Count the lines in the data below that contain the word "black". Reply with the number only.
::::::
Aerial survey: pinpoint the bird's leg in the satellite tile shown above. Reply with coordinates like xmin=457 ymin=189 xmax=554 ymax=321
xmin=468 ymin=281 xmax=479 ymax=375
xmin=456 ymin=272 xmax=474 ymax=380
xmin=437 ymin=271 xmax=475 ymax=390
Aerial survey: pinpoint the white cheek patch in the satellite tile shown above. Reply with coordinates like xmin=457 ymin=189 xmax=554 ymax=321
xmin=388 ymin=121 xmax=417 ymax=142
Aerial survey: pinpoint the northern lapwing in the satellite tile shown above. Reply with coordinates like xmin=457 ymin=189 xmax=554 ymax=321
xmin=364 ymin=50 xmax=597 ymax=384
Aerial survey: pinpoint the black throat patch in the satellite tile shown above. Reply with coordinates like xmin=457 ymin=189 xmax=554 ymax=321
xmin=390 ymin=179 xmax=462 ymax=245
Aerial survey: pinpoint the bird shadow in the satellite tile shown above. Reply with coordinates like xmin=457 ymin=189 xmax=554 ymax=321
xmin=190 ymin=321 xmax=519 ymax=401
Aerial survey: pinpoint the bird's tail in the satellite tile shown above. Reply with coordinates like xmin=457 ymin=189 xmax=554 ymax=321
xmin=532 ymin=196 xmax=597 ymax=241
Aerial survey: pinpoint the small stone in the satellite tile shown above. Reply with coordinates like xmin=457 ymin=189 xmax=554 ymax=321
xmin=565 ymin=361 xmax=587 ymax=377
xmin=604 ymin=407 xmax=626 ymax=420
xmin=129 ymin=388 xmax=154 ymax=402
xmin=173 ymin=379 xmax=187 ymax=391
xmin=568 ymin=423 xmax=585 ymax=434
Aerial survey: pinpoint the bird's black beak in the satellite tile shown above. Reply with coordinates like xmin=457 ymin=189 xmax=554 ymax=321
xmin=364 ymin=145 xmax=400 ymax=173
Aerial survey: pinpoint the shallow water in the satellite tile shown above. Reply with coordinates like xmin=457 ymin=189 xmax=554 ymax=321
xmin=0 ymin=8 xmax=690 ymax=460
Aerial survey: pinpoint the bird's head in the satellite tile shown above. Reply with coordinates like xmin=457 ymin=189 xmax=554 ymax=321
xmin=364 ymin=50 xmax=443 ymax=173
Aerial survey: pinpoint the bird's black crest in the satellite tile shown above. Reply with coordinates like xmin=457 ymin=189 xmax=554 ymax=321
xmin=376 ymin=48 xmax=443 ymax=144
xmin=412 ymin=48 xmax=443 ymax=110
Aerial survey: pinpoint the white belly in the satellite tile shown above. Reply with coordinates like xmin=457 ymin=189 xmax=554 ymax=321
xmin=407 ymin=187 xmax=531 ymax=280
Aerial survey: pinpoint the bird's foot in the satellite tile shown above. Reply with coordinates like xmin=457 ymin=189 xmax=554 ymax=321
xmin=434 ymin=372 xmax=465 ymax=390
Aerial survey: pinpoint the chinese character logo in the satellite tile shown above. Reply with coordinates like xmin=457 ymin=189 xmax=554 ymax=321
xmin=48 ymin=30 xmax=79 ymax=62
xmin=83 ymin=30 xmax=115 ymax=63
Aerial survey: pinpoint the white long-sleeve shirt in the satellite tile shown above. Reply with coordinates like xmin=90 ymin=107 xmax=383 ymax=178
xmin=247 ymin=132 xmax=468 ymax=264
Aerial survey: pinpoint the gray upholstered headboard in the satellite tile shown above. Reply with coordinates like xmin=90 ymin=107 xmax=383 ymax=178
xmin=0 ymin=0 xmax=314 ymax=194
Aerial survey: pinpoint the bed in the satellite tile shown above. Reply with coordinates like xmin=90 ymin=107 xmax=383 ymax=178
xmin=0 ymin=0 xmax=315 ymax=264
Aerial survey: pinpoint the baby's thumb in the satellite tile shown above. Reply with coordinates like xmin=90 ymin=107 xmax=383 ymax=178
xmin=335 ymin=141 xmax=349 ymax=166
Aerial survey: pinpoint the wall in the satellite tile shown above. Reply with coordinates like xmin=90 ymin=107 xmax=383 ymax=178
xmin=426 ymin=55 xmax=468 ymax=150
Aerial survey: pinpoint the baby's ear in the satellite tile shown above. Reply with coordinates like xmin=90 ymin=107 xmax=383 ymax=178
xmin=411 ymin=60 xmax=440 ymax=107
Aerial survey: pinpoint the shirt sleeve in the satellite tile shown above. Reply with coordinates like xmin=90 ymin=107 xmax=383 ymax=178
::::::
» **Response to the task**
3